**Work order:**
According to the passage on Cami McCormick, why was "Moscow in the Morning" put on the air if not to make money? Answer in one to three sentences.

**Text passage:**
Cami McCormick (born November 5, 1961) is a radio journalist for CBS News who previously worked for CNN. She was injured in Afghanistan on August 28, 2009, when the vehicle in which she was traveling was hit by an improvised explosive device.

== Professional career ==

McCormick worked in the 1980s and early 1990s as a morning news broadcaster on WEZB (B-97FM) in New Orleans with "Cajun" Ken Cooper, then later with Walton and Johnson in the mornings.

In 1991, McCormick moved to Moscow in hopes of becoming a foreign correspondent. While there, McCormick initially did radio spots for the Associated Press, and eventually got the opportunity to put together morning programming for a new radio station in Moscow. In early 1992, the show—titled "Moscow in the Morning"—went on the air on Radio Maximum, with McCormick and fellow American Charles Bornstein as co-hosts. The three-hour show was the first English-language radio program in Russia. The program was not designed as a moneymaker; instead, it was created as a way to promote the station and attract new advertisers. "We always understood that it would not last forever," McCormick told The Moscow Times in 1994. "It was not put on the air to make money." The show ended on July 9, 1994.

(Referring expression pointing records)
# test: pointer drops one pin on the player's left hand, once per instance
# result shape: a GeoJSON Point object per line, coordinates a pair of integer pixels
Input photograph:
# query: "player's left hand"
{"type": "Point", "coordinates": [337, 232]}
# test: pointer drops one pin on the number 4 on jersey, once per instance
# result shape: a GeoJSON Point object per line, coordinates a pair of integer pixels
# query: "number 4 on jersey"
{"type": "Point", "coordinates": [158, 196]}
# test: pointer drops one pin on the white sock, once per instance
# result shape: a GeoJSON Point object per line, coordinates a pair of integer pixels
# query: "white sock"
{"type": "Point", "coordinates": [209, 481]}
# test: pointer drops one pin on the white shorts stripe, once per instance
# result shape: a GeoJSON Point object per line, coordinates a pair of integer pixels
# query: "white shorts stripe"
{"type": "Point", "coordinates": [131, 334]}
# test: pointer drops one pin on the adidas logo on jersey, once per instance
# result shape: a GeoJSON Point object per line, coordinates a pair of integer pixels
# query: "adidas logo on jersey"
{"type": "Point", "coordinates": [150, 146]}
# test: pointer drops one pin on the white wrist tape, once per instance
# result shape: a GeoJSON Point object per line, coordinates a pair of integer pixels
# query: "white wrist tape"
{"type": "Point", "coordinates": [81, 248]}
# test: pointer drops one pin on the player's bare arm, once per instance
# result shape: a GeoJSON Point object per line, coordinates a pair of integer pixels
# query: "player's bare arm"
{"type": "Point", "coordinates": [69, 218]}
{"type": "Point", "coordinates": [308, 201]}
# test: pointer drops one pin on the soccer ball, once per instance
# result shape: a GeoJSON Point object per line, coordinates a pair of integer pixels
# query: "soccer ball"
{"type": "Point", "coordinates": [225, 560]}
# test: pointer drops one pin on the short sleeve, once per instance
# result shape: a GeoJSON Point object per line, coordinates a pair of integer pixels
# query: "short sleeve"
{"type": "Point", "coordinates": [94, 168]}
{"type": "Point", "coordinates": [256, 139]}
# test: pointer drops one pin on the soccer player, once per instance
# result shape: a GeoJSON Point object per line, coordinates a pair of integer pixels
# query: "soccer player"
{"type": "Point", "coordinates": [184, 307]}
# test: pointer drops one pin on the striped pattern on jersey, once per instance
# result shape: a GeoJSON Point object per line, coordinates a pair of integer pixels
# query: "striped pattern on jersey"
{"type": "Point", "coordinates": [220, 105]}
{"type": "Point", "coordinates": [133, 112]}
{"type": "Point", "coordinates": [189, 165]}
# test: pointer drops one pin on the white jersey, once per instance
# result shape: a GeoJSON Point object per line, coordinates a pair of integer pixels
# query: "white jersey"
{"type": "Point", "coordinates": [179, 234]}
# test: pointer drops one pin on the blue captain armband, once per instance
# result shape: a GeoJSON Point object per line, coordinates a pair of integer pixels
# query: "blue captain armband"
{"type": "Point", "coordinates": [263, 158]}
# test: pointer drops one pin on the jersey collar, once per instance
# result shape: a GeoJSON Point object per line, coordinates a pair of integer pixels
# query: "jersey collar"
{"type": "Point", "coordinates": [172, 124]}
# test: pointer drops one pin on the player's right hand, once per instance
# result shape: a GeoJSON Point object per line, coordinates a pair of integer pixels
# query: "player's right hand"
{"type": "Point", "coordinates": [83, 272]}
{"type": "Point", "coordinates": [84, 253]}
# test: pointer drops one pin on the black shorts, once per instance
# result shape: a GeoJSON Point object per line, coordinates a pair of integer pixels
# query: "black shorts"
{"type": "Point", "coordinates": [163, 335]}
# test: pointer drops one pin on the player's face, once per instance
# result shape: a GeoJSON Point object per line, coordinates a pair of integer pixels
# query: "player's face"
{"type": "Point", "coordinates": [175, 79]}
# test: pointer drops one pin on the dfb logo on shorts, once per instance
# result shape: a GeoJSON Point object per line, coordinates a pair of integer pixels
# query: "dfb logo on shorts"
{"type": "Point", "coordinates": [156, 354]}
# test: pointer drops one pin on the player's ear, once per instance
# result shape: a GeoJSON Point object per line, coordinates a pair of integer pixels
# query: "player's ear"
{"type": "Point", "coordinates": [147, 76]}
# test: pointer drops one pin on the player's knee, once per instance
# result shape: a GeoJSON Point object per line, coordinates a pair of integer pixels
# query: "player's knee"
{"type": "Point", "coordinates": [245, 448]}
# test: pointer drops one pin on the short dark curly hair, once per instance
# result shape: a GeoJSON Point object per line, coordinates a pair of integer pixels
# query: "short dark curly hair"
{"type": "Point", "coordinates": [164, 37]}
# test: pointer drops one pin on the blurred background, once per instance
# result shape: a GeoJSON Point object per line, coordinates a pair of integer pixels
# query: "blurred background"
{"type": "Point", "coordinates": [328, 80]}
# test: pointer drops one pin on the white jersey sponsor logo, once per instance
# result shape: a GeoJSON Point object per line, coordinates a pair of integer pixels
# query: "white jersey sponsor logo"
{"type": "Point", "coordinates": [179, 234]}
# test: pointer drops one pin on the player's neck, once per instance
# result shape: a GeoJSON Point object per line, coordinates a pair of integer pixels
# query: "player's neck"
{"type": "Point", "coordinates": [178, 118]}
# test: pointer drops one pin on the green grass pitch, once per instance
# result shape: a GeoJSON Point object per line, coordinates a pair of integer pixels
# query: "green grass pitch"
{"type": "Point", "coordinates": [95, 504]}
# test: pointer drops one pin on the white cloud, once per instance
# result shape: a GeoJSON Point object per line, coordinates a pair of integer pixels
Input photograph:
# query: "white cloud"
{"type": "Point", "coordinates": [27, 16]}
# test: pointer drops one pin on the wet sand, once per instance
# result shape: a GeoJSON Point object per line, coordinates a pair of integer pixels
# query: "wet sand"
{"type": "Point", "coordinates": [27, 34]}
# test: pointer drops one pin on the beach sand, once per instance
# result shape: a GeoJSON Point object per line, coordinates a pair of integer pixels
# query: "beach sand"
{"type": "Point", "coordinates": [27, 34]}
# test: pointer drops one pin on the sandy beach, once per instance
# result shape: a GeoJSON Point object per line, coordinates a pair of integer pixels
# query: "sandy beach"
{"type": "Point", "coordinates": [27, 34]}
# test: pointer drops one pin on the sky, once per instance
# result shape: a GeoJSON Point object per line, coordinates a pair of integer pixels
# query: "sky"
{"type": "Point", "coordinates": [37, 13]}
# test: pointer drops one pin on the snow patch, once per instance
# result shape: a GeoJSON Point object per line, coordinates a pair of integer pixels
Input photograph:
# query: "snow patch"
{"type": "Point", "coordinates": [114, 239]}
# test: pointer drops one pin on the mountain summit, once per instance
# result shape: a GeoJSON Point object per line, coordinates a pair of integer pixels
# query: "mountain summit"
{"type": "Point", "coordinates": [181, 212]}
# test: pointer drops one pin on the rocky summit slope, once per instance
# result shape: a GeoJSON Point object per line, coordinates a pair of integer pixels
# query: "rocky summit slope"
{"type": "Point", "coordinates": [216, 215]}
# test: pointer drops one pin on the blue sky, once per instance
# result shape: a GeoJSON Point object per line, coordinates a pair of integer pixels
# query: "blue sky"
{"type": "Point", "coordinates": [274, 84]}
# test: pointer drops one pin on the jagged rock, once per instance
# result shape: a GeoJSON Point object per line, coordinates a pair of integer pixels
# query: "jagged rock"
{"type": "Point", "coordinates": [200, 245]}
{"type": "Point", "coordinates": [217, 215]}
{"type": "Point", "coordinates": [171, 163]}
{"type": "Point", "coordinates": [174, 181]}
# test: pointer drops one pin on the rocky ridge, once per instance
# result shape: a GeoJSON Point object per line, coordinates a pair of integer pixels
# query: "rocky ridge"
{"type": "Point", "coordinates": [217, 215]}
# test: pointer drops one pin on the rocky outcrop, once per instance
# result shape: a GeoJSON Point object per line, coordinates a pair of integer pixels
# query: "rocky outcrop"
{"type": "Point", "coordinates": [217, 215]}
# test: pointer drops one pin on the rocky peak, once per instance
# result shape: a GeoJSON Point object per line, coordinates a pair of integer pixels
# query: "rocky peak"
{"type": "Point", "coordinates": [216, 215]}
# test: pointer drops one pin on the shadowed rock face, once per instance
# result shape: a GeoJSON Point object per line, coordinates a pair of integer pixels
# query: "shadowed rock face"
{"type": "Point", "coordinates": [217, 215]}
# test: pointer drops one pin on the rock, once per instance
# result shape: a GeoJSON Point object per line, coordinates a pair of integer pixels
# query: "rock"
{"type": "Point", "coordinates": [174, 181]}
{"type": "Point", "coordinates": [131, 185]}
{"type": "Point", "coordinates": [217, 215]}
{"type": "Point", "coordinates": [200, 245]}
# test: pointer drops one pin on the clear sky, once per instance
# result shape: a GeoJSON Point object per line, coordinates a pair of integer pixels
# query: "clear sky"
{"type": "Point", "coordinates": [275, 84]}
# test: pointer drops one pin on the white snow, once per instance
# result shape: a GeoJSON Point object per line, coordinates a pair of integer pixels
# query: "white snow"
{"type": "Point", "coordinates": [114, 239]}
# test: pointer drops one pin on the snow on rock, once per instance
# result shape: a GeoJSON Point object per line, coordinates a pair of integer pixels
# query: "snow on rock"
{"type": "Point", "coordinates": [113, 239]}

**Written answer:**
The show was created to promote the station, Radio Maximum, and to attract new advertisers. It was never meant to be a moneymaker, and McCormick said they always understood it would not last forever.